_Page excerpt_
Night view of Huangpu River and the Lujiazui Financial District with the Oriental Pearl TV Tower, Jinmao Tower, the Shanghai World Financial Center and other skyscrapers and high-rise buildings in Pudong, Shanghai, China, 25 July 2012.
Night view of Huangpu River and the Lujiazui Financial District with the Oriental Pearl TV Tower, Jinmao Tower, the Shanghai World Financial Center and other skyscrapers and high-rise buildings in PudShow more

China's hard-pressed home buyers are not sold on renting



China has begun a great rental giveaway, offering cheap land and subsidised loans in an effort to kick-start development of home leasing markets in major cities across the nation.

Anyone expecting a rental housing boom to match the growth of the private purchase market may be disappointed, though: China's real estate industry is likely to remain dominated by the development of apartments for sale.

_Job_
Continue the article on China's push to develop rental housing markets, starting after its final sentence.

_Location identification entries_
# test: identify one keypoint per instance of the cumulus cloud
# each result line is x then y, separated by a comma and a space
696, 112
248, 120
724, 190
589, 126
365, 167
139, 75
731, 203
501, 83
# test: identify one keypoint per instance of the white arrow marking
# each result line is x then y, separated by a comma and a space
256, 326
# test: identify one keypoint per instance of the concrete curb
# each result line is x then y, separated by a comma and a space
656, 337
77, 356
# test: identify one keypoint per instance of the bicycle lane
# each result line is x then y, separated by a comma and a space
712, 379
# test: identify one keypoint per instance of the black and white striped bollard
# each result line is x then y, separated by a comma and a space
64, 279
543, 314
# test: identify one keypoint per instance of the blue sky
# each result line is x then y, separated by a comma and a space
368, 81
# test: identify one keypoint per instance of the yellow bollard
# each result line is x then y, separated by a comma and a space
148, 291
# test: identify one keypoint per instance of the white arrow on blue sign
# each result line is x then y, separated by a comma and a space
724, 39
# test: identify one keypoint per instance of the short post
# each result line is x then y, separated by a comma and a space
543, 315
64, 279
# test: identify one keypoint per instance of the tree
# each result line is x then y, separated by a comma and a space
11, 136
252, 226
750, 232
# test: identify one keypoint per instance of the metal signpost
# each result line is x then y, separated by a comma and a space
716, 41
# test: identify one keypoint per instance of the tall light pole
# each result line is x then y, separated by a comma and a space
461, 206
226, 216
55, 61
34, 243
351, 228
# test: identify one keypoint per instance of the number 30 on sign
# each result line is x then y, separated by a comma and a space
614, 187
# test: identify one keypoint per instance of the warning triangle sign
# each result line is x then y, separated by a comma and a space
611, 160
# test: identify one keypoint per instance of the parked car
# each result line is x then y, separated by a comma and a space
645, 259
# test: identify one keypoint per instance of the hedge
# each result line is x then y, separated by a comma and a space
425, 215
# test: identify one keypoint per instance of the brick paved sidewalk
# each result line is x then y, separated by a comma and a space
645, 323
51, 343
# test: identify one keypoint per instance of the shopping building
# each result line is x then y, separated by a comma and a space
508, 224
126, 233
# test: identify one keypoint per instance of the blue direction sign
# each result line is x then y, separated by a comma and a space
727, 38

_Final answer_
The increase in property prices to unaffordable levels has put a strain on migrant workers and middle-class residents in many urban centers, highlighting the low number of apartments available for rent. In July, the government identified 12 cities that have seen net population inflows, including the southern metropolis of Shenzhen, as urgently needing more supply. Others including Beijing and Shanghai have joined the push.

Those cities have become great places to be a tenant. Nanjing, for instance, gives rental subsidies, while Guangzhou and Shanghai are among those offering tenants the right to have their children educated in local schools - a privilege usually reserved for homeowners or those who hold a prized local hukou, as China's household registration system is known.

Shenzhen, a centre for technology companies including internet giant Tencent Holdings, has been even more generous. Tenants can withdraw up to 65 per cent of their monthly pension contributions to pay rent or even take out a loan from China Construction Bank.

Real estate prices in the city bordering Hong Kong have more than doubled in the past couple of years; even so, taking out a loan for a monthly liability like rent is unusual, to say the least.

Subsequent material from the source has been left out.